━━ QUELLENAUSZUG
Eingebildete Musik
Richard Wagner, das jüdische Wien und die Ästhetik der Moderne
Matthias Schmidt
Richard Wagners Werk ist ein europäisches Politikum, Indiz und Impuls für die gesellschaftlichen Umbrüche der Moderne. Breite weltanschauliche Wirkung entfaltet etwa seine „Judenthum“-Schrift (1850/1869) als Triebkraft des europäischen Antisemitismus. Die Verbreitung einer „jüdischen Musik“ hat der Komponist damit allerdings gerade nicht verhindert. Vielmehr hat er ihre Entfaltung unfreiwillig befördert.
━━━━
ÜBUNGSAUFGABEN
(a) Beantworte die folgenden Fragen zum Quellenauszug:
(i) Welche Jahreszahlen nennt der Quellenauszug für Wagners „Judenthum“-Schrift?
(ii) Als Triebkraft wovon wird diese Schrift bezeichnet?
(iii) Was hat Wagner nach dem letzten Satz unfreiwillig befördert?
(b) Fasse den Quellenauszug in zwei Sätzen zusammen.
(c) Führe den Quellenauszug über Richard Wagner und die „jüdische Musik“ im Anschluss an seinen letzten Satz um drei bis vier Sätze fort.
━━ VORGEGEBENE ANGABEN
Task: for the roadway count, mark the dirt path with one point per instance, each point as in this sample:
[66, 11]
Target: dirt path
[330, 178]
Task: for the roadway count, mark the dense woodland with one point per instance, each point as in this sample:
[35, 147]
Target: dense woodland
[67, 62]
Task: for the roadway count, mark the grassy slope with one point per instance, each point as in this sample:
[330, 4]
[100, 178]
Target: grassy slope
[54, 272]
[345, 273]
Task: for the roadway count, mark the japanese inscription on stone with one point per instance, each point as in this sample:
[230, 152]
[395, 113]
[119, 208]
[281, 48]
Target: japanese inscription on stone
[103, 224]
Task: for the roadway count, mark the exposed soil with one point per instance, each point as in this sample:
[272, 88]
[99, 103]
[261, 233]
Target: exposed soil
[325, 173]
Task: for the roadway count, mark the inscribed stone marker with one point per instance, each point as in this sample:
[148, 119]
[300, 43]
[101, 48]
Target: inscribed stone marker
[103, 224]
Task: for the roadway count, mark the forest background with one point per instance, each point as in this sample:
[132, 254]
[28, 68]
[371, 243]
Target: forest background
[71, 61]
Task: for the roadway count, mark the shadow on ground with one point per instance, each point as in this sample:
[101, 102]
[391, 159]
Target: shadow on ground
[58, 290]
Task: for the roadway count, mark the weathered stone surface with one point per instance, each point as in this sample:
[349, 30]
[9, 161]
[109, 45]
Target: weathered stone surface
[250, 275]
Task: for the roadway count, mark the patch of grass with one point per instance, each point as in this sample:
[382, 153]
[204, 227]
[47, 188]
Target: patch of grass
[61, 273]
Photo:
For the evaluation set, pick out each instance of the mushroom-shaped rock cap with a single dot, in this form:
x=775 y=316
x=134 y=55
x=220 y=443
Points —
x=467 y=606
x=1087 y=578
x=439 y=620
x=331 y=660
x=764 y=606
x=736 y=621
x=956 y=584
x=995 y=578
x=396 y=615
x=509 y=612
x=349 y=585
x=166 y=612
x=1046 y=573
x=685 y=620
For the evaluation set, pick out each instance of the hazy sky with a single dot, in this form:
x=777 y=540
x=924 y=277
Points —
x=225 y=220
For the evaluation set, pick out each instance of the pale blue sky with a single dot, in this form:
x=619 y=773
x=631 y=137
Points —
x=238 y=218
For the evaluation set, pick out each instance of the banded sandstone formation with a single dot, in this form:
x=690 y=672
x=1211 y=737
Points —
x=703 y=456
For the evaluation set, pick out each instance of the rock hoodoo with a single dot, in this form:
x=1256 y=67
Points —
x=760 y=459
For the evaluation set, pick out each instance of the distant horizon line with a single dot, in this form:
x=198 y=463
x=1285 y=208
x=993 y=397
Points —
━━━━
LÖSUNGEN
(a)
(i) 1850/1869
(ii) Als Triebkraft des europäischen Antisemitismus.
(iii) Die Entfaltung einer „jüdischen Musik“.

(b) Wagners Werk erscheint als europäisches Politikum und als Indiz und Impuls für die gesellschaftlichen Umbrüche der Moderne, wobei seine „Judenthum“-Schrift als Triebkraft des europäischen Antisemitismus wirkte. Die Verbreitung einer „jüdischen Musik“ hat er damit jedoch nicht verhindert, sondern ihre Entfaltung unfreiwillig befördert.

(c)
Richard Wagner unterstellt den künstlerisch „unfruchtbaren“ jüdischen Komponisten seiner Zeit, „Gefühle“ musikalisch ohne eigenes Vorstellungsvermögen und daher nur aus zweiter Hand auf den Hörer übertragen zu können. Im Hintergrund stehen dabei Vorurteile gegen die Wirkung des mosaischen Bilderverbots, das die künstlerische Kreativität „der Juden“ lähme. Dem angeblichen Mangel an Einbildungskraft stellt Wagner die Ideologie einer „deutschen Innerlichkeit“ entgegen, die allein anschauliche Vorstellungen im Hörer erzeugen könne, um die Fasslichkeit der flüchtigen Kunstform Musik zu gewährleisten.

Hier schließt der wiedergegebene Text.